[Work to do] Could you reproduce all of the following data verbatim, line for line, without changing a single character?

[Exercise data]
# # # # # # #
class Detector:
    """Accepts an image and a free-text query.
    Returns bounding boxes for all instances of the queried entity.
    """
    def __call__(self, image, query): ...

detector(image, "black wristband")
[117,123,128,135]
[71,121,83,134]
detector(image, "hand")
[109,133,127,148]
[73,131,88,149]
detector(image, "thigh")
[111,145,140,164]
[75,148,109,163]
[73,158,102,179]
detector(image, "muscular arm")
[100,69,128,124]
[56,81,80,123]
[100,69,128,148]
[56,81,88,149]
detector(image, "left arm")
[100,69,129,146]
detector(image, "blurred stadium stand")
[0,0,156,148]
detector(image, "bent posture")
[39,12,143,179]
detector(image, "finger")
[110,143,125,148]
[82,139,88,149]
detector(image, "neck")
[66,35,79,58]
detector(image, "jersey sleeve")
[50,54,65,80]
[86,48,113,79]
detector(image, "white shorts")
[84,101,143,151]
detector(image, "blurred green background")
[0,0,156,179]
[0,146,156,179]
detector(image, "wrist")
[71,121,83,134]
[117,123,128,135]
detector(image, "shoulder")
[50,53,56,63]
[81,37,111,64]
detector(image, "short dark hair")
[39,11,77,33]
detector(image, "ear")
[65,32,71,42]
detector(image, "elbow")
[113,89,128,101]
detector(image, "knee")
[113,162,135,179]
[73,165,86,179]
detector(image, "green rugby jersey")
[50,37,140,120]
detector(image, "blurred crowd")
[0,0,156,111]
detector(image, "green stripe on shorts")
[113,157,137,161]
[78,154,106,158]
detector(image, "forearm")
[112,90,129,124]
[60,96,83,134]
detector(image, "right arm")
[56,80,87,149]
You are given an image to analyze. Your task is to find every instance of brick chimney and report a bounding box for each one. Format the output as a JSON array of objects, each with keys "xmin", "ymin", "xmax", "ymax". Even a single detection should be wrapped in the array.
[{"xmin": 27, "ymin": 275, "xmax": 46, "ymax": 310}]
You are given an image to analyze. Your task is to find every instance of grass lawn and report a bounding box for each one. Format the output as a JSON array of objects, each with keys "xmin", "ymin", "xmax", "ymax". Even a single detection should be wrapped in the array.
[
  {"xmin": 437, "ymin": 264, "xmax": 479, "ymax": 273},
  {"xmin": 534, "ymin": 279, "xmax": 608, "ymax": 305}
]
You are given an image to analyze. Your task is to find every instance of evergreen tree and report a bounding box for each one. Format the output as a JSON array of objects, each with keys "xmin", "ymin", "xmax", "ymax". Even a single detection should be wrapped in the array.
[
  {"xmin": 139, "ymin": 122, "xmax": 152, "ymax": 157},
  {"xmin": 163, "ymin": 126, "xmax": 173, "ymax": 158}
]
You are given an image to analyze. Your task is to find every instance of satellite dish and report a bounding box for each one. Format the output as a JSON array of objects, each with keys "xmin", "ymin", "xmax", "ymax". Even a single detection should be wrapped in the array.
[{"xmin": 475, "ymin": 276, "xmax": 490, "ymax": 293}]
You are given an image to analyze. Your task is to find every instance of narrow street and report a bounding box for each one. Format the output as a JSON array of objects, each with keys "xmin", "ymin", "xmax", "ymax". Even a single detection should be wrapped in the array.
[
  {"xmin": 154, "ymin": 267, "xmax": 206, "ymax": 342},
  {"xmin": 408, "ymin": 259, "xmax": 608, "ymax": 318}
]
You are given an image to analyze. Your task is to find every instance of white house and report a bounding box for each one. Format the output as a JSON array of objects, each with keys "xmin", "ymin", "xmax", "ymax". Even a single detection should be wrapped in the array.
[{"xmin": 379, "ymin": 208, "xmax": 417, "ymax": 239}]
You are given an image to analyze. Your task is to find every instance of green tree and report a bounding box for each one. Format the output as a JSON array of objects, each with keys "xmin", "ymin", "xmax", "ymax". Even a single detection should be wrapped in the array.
# # # # # # #
[Written solution]
class Detector:
    """Accepts an image and a free-text query.
    Returns bounding boxes for all instances of the queried entity.
    """
    def __call__(self, image, query): ...

detector(image, "black wristband")
[117,123,128,135]
[71,121,83,134]
detector(image, "hand")
[109,133,127,148]
[73,131,88,149]
detector(image, "thigh")
[111,145,140,164]
[75,148,109,163]
[73,158,102,179]
detector(image, "muscular arm")
[100,69,128,124]
[56,81,80,123]
[100,69,128,148]
[56,81,88,149]
detector(image, "left arm")
[100,69,129,146]
detector(image, "blurred stadium stand")
[0,0,156,148]
detector(image, "bent posture")
[39,12,143,179]
detector(image, "finger")
[110,143,125,148]
[82,139,88,149]
detector(image, "neck")
[66,35,79,58]
detector(image, "jersey sleeve")
[50,54,65,80]
[86,48,113,79]
detector(image, "white shorts")
[84,101,143,151]
detector(image, "blurred green background")
[0,0,156,179]
[0,146,156,179]
detector(image, "wrist")
[71,121,83,134]
[117,123,128,135]
detector(image, "shoulder")
[50,53,56,63]
[81,37,111,64]
detector(image, "short dark hair")
[39,11,77,33]
detector(image, "ear")
[65,32,71,42]
detector(image, "elbow")
[113,89,128,101]
detector(image, "knee")
[113,162,135,179]
[73,165,86,179]
detector(image, "green rugby jersey")
[50,37,140,120]
detector(image, "blurred crowd")
[0,0,156,111]
detector(image, "green stripe on shorts")
[113,157,137,161]
[78,154,106,158]
detector(image, "forearm")
[112,90,129,124]
[60,96,83,134]
detector(image, "right arm")
[56,80,87,149]
You are given an image to analyze. Your task is to find every instance of brick chimney and report a bounding box for each one. Format the output as a JSON array of objects, each with keys "xmin", "ymin", "xmax", "ymax". Even a single detection should be wrapped in the array.
[{"xmin": 27, "ymin": 275, "xmax": 46, "ymax": 310}]
You are given an image to analyze. Your task is to find every instance of grass lawn and report a bounding box for each one. Format the output as a JSON array of objects, each with keys "xmin", "ymin", "xmax", "ymax". Even a single detection should be wrapped in the array.
[
  {"xmin": 437, "ymin": 264, "xmax": 479, "ymax": 273},
  {"xmin": 534, "ymin": 279, "xmax": 608, "ymax": 305}
]
You are given an image to analyze. Your task is to find every instance of evergreen tree and report a bounding box for each one. Format the output as a JSON array of objects, each with keys "xmin", "ymin", "xmax", "ymax". Even a single detection should be wrapped in the array.
[
  {"xmin": 139, "ymin": 122, "xmax": 152, "ymax": 157},
  {"xmin": 163, "ymin": 126, "xmax": 173, "ymax": 158}
]
You are given an image to analyze. Your task is to find every instance of satellite dish and report a bounding box for each one. Format the output as a JSON array of objects, each with keys "xmin", "ymin", "xmax", "ymax". Even a single detection should be wrapped in the array.
[{"xmin": 475, "ymin": 276, "xmax": 490, "ymax": 293}]
You are given an image to analyze. Your task is to find every instance of narrow street and report a bounding box for each one. Format the output as a JSON array of objects, each with keys "xmin", "ymin", "xmax", "ymax". Even a single detection should be wrapped in the array.
[
  {"xmin": 154, "ymin": 267, "xmax": 206, "ymax": 342},
  {"xmin": 408, "ymin": 259, "xmax": 608, "ymax": 318}
]
You are given an image to analyze. Your task is to find every instance of white house and report a bounding box for each one. Format the output as a JSON array of objects, each with keys "xmin", "ymin", "xmax", "ymax". Even a single detection should be wrapped in the array.
[{"xmin": 379, "ymin": 208, "xmax": 417, "ymax": 239}]
You are given an image to analyze. Your task is to find every instance of green tree and report a bounding box for each one. Format the output as a JSON array of objects, each with keys "xmin", "ymin", "xmax", "ymax". Even a single detection should be wrapped in the array.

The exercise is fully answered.